**Job**
Can you return, unchanged, the lines from the one that contains "For the benchmark, mark every instance of the tiled" to the last line, with the pictures left out?

Recorded data

------------------------------------

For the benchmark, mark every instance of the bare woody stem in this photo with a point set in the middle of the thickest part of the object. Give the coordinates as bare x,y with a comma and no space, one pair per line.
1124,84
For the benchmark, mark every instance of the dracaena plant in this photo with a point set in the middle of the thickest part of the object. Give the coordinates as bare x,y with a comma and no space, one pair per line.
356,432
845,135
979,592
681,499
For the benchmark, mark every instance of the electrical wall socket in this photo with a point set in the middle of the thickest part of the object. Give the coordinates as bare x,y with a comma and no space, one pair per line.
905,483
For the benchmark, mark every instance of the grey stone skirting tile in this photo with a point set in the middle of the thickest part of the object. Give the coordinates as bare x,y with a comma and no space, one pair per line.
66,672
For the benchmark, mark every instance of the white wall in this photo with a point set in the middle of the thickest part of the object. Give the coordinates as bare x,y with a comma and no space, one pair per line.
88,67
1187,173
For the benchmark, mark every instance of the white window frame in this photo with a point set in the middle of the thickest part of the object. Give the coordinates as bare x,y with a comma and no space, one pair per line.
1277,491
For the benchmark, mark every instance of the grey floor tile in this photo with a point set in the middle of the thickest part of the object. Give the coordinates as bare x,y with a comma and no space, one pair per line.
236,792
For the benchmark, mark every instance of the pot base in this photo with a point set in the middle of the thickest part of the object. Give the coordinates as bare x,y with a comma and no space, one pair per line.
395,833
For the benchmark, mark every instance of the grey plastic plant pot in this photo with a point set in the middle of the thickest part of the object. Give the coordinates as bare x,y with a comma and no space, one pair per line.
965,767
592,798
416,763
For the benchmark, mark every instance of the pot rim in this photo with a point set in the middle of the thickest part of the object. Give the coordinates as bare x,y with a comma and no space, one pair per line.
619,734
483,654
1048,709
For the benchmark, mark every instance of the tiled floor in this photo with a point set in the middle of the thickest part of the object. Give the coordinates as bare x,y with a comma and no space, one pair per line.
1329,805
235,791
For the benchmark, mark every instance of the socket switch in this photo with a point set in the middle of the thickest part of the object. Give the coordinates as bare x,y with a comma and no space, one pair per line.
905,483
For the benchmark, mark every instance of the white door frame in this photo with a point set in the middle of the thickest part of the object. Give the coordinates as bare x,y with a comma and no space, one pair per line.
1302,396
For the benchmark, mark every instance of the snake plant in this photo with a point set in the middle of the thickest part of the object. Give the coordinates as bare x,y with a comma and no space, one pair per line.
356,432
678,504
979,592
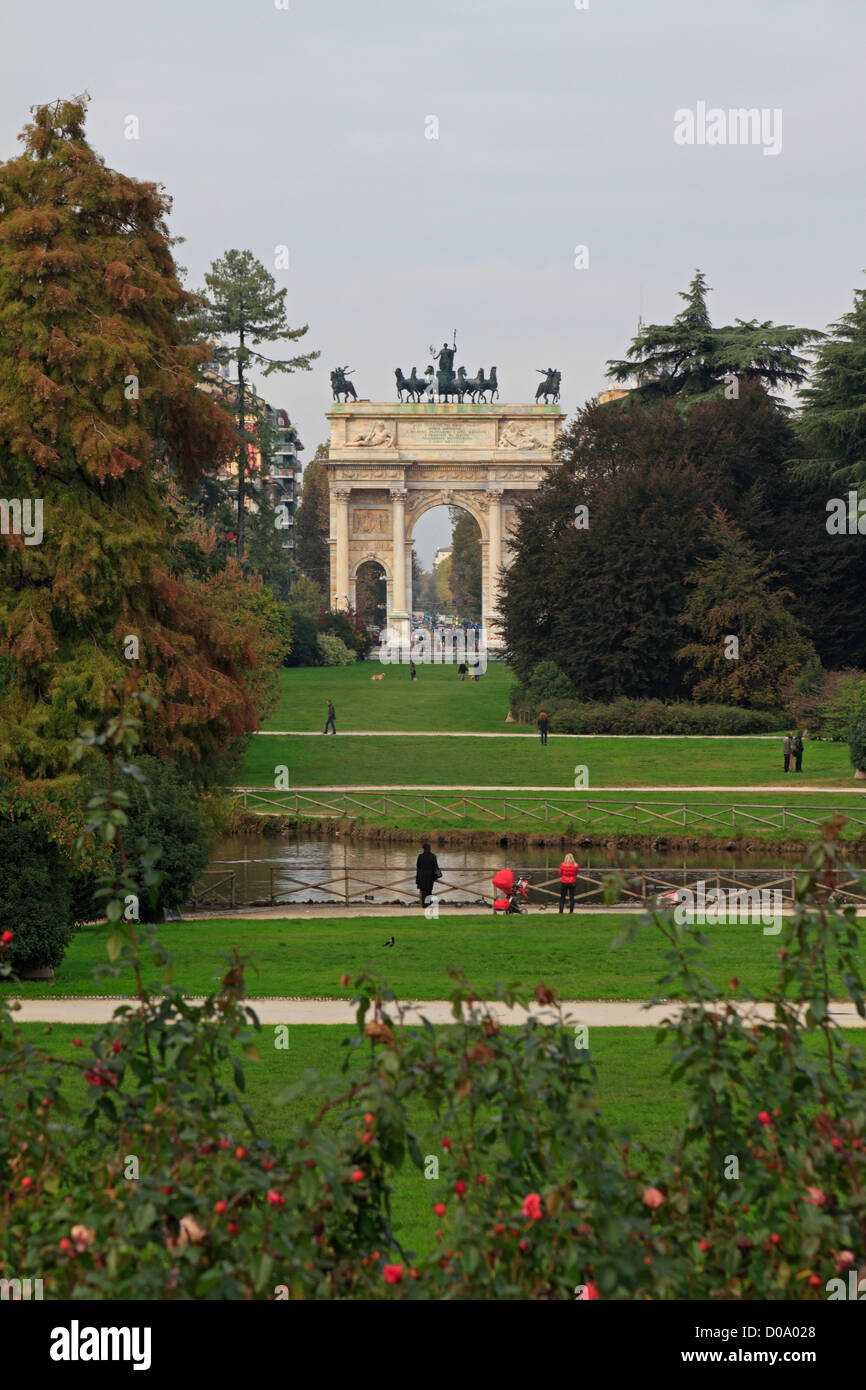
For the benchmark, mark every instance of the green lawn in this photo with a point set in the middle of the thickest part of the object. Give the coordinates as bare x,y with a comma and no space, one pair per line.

------------------------------------

**Completed task**
For the benchmark, mark every instance of the tiled floor in this photo with a point set in the middle of the thickest part of the object. Give the coordinates as bare x,y with a comma and no space, one pair per line.
1329,805
235,791
For the benchmark, mark every instance of the socket switch in this photo with a point set in the middle of the thickest part of the object. Give the coordinates as bare x,y with a comma and no space, one pair per line.
905,483
For the benchmark, mark every instance of the white door frame in this photo with a point set in the middle of the thickest part of the object. Give the coordinates as bare x,y with a comma and no space, one pair per line.
1302,396
For the benchmark, mark every instance of the snake plant in this photo with a point set in the middle of the thickest part of the object. Give the coordinates as bare x,y with a comma and no space, one pair per line.
356,432
678,504
979,592
For the benchmark, mark every instance of the green lawn in this photo with a point set in the middle of the thickest part of the object. Give the coordinates as bare x,y with a comma and no space, one pair per line.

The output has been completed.